§ What to produce:
Write the data below out again, with each line matching the original.

+++ Extracted records +++

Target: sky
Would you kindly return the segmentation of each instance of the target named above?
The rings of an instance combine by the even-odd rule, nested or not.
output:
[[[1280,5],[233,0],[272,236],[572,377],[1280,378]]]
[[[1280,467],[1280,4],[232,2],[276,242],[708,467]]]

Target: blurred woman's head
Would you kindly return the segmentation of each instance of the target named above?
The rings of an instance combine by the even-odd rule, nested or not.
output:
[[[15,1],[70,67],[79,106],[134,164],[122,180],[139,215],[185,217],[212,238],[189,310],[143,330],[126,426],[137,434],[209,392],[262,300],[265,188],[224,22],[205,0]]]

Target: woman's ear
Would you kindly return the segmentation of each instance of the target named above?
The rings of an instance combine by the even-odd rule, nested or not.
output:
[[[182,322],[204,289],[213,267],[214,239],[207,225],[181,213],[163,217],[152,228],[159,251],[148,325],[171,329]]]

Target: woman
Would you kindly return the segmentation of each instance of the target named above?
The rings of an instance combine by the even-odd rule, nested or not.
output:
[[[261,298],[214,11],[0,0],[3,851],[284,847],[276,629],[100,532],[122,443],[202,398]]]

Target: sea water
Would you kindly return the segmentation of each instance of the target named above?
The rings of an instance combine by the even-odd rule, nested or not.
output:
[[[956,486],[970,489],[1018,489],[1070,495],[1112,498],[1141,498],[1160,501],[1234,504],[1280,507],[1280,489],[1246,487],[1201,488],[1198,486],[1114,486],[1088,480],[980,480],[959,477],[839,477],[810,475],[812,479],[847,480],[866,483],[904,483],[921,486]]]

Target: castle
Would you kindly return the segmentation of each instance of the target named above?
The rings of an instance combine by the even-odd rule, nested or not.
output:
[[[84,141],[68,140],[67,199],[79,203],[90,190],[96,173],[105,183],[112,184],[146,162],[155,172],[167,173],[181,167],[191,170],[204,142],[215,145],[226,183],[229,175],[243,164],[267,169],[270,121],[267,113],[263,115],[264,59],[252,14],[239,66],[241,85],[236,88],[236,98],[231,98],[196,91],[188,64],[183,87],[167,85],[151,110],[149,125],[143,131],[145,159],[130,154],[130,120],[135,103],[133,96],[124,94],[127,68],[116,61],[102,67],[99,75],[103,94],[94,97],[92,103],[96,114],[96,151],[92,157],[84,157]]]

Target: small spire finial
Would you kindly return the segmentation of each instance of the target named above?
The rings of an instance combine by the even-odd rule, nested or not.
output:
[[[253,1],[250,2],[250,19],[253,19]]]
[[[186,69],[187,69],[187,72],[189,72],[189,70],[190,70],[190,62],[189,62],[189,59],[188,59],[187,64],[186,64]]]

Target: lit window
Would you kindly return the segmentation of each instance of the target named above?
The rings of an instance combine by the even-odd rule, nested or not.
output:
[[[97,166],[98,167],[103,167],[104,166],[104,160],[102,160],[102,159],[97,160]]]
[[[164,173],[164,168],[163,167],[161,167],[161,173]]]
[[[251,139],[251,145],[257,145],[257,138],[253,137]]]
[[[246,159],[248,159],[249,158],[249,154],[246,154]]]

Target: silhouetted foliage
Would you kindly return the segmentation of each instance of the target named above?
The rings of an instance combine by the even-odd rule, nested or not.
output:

+++

§ Answer section:
Target: sky
Would you kindly return the segmentation of each instance of the target named above?
The rings of an instance combine by the even-odd rule, nested or not.
output:
[[[1280,5],[233,0],[272,236],[572,377],[1280,378]]]
[[[1280,467],[1280,4],[232,2],[276,242],[708,467]]]

Target: blurred woman's head
Would you kindly return the segmentation of each instance of the target named above?
The rings of an instance combine by the even-odd rule, nested or not.
output:
[[[15,1],[70,67],[79,106],[134,164],[122,180],[139,215],[185,217],[212,238],[189,310],[143,330],[126,426],[137,434],[209,392],[262,300],[265,188],[224,22],[205,0]]]

Target: woman's ear
Would you kindly return the segmentation of each instance of the target named above?
The rings of an instance combine by the even-odd rule, nested or not.
output:
[[[182,322],[204,289],[213,267],[214,239],[207,225],[181,213],[163,217],[152,228],[159,251],[148,325],[171,329]]]

Target: woman
Would you kindly return the segmentation of each instance of the target named above?
The rings of an instance combine by the even-odd rule, nested or not.
output:
[[[261,298],[214,11],[0,0],[3,851],[284,847],[276,629],[100,532],[122,443],[202,398]]]

Target: sea water
Would you kindly return the segmentation of each instance of the target named above?
The rings of an instance combine by the even-odd rule, nested or not.
output:
[[[956,486],[970,489],[1018,489],[1070,495],[1112,498],[1141,498],[1160,501],[1234,504],[1280,507],[1280,489],[1246,487],[1201,488],[1198,486],[1114,486],[1088,480],[980,480],[959,477],[839,477],[810,475],[812,479],[847,480],[866,483],[904,483],[921,486]]]

Target: castle
Would you kindly return the segmentation of each instance of the target named above?
The rings of an instance combine by the even-odd rule, nested or not.
output:
[[[84,141],[68,140],[67,199],[79,203],[90,190],[96,173],[105,183],[112,184],[146,162],[155,172],[167,173],[181,167],[191,170],[204,142],[215,145],[226,183],[229,175],[243,164],[267,169],[270,121],[267,113],[263,115],[264,59],[252,14],[239,66],[241,85],[236,88],[236,98],[231,98],[196,91],[188,64],[183,87],[167,85],[151,110],[149,125],[143,131],[145,159],[130,154],[130,120],[135,103],[133,96],[124,94],[127,68],[116,61],[102,67],[99,75],[103,94],[94,97],[92,103],[96,114],[96,151],[92,157],[84,157]]]

Target: small spire finial
Would you kindly return the segmentation of each instance of the target named above?
The rings of an instance combine by the even-odd rule, nested or not.
output:
[[[253,1],[250,2],[250,19],[253,19]]]
[[[186,69],[187,69],[187,72],[189,72],[189,70],[190,70],[190,62],[189,62],[189,59],[188,59],[187,64],[186,64]]]

Target: lit window
Would you kindly return the segmentation of each instance of the target named above?
The rings of an instance combine by the even-odd rule, nested or not.
output:
[[[97,166],[98,167],[103,167],[104,166],[104,160],[102,160],[102,159],[97,160]]]
[[[164,173],[164,168],[163,167],[161,167],[161,173]]]
[[[251,139],[251,145],[257,145],[257,138],[253,137]]]
[[[246,159],[248,159],[249,158],[249,154],[246,154]]]

Target: silhouetted foliage
Would you kindly return the segmentation of each instance of the target named above?
The rings of an instance combine by the even-odd rule, nested or not.
output:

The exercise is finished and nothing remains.